PAGE =

■ ■ ■ ■ ■

# Impact of Upfront Pricing on Taxes?



## neweagle (May 13, 2015)

The upfront prices are still considered what the riders are paying the drivers, so I'll assume the reported 1099 amounts will generally be much higher at the end of the year vs. prior years. My question is: is there a tax impact based solely on the higher reported gross amount, even if the net income is still probably zero for most drivers?

For example, if we assume a driver drove the same number of miles in 2017 as 2016, but driver's 1099 was $10k in 2016, and it goes to $13k for 2017 based solely on the higher fares charged to riders via upfront prices, then the net taxable income is still probably the same because the increased "service fees" will offset the increase in reported revenue. But does the fact that the reported revenue was higher have any impact (i.e. On tax rate, deductions, etc). Or is the only thing that matters the net income, no matter how much gross revenue is reported on the 1099?


----------



## Asificarewhatyoudontthink (Jul 6, 2017)

You are incorrect.

Go into Ride Details.

See the section that says what You are paid.
That is what you were paid.

The Service Fee is where the rest of the Upfront Pricing ends up.
Notice how that is in where Uber gets theirs?


----------



## neweagle (May 13, 2015)

Asificarewhatyoudontthink said:


> You are incorrect.
> 
> Go into Ride Details.
> 
> ...


For tax reporting purposes, they report what the rider pays to Uber as payment to you (that's in the Terms of Service). So you may get a $5 payout at the end of a ride, but if the upfront price was $11, THAT'S what will be reported on your 1099 at the end of the year as gross earnings. As far as the IRS is concerned, it's the same as if the rider handed you $11, then you mailed uber $6 to cover their fees. The $6 is considered an expense you can write off, along with the mileage deduction, cell phone, etc.


----------



## UberTaxPro (Oct 3, 2014)

neweagle said:


> The upfront prices are still considered what the riders are paying the drivers, so I'll assume the reported 1099 amounts will generally be much higher at the end of the year vs. prior years. My question is: is there a tax impact based solely on the higher reported gross amount, even if the net income is still probably zero for most drivers?

■ ■ ■ ■ ■

LISTING =
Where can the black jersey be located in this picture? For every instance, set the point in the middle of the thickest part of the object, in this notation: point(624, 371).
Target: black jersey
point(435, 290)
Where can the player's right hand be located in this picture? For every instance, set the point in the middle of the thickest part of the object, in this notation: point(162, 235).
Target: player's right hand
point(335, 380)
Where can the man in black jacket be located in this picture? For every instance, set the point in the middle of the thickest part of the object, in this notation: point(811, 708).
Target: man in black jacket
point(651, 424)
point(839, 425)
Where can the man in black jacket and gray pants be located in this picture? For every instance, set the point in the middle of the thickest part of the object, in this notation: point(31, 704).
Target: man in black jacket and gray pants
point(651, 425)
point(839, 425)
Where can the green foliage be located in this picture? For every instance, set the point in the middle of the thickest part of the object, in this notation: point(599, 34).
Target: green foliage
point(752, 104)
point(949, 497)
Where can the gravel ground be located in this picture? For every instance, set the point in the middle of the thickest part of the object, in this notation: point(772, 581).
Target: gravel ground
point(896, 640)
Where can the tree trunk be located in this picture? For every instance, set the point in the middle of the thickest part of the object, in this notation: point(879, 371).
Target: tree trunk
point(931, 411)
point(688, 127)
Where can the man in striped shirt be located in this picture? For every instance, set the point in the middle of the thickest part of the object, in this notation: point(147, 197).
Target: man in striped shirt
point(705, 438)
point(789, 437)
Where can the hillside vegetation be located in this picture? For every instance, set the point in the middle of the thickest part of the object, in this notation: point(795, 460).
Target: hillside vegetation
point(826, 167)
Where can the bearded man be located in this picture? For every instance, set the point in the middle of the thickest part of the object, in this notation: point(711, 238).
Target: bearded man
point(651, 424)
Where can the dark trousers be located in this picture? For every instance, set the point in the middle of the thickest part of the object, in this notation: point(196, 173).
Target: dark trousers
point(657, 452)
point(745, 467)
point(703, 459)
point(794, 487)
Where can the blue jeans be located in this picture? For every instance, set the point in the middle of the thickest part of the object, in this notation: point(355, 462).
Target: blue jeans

■ ■ ■ ■ ■

TO-DO LIST =
[a] Answer these from the upfront pricing thread.
(i) In the example, what was the driver's 1099 amount for 2016?
(ii) According to the second post, where does the rest of the upfront price end up?
(iii) In the $11 example, how much is mailed to Uber?
[b] Does each statement agree with the upfront pricing thread? Answer yes or no, and quote the words from the thread that decide it.
(i) In the example, the driver's 1099 goes up to $13k for 2017.
(ii) The second post tells the reader to go into Ride Details.
(iii) The reply with the $11 example says the $6 fee cannot be written off.
[c] Retype the stretch of the upfront pricing thread from "## Asificarewhatyoudontthink (Jul" through "Uber gets theirs?".
Use only the upfront pricing thread to answer, not the material.

RESPONSES =
[a]
(i) $10k
(ii) In the Service Fee
(iii) $6

[b]
(i) Yes: "it goes to $13k for 2017"
(ii) Yes: "Go into Ride Details."
(iii) No: "The $6 is considered an expense you can write off"

[c]
## Asificarewhatyoudontthink (Jul 6, 2017)

You are incorrect.

Go into Ride Details.

See the section that says what You are paid.
That is what you were paid.

The Service Fee is where the rest of the Upfront Pricing ends up.
Notice how that is in where Uber gets theirs?